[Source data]
※
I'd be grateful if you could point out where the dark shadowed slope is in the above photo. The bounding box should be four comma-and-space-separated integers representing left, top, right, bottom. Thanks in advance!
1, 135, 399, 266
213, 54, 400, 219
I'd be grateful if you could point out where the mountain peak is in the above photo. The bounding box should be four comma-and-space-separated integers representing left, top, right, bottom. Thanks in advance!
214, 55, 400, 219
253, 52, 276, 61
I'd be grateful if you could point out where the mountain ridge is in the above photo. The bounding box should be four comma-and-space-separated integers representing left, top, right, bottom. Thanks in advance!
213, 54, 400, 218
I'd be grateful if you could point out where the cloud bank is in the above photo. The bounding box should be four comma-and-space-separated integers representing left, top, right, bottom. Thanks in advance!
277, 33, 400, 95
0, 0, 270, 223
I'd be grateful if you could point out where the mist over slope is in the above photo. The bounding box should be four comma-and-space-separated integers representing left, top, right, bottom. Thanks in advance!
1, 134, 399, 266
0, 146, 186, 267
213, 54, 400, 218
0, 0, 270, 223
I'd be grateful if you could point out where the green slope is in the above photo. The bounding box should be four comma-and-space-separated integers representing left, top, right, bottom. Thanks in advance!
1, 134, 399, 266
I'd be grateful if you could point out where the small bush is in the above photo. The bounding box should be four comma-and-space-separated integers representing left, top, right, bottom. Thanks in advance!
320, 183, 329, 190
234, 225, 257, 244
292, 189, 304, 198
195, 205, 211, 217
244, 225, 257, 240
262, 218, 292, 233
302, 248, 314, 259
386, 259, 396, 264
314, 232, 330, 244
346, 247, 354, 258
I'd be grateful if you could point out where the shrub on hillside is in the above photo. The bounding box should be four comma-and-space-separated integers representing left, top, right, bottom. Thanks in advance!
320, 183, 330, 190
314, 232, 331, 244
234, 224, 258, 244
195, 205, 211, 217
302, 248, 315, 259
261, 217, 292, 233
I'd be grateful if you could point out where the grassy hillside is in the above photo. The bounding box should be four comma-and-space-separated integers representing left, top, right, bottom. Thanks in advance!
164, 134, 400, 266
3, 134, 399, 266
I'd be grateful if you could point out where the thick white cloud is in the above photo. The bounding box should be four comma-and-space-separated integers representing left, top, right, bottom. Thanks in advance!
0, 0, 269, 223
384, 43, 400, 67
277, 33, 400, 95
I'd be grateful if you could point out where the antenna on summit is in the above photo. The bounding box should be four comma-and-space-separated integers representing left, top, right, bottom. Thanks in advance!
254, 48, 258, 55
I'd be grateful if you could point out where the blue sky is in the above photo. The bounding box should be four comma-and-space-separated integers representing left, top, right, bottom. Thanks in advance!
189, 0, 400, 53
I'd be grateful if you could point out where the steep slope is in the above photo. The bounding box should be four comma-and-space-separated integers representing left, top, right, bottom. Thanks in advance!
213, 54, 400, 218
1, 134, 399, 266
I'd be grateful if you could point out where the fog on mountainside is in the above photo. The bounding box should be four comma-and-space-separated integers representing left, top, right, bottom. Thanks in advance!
※
Exercise requirements: Find the line that contains "I'd be grateful if you could point out where the antenna". Copy it and every line after it to the end of the records, exactly, and nothing more.

Solution to the problem:
I'd be grateful if you could point out where the antenna on summit is in the above photo. The bounding box should be four comma-and-space-separated integers representing left, top, right, bottom. Thanks in advance!
254, 48, 258, 55
I'd be grateful if you could point out where the blue sky is in the above photo. The bounding box should be four comma-and-space-separated integers representing left, top, right, bottom. Thanks in advance!
189, 0, 400, 53
I'd be grateful if you could point out where the steep slope is in the above photo. The bounding box should be four comma-and-space-separated integers representing left, top, right, bottom. Thanks in advance!
213, 54, 400, 218
1, 134, 399, 266
I'd be grateful if you could point out where the fog on mountainside is in the above photo. The bounding box should be four comma-and-space-separated integers representing left, top, right, bottom. Thanks in advance!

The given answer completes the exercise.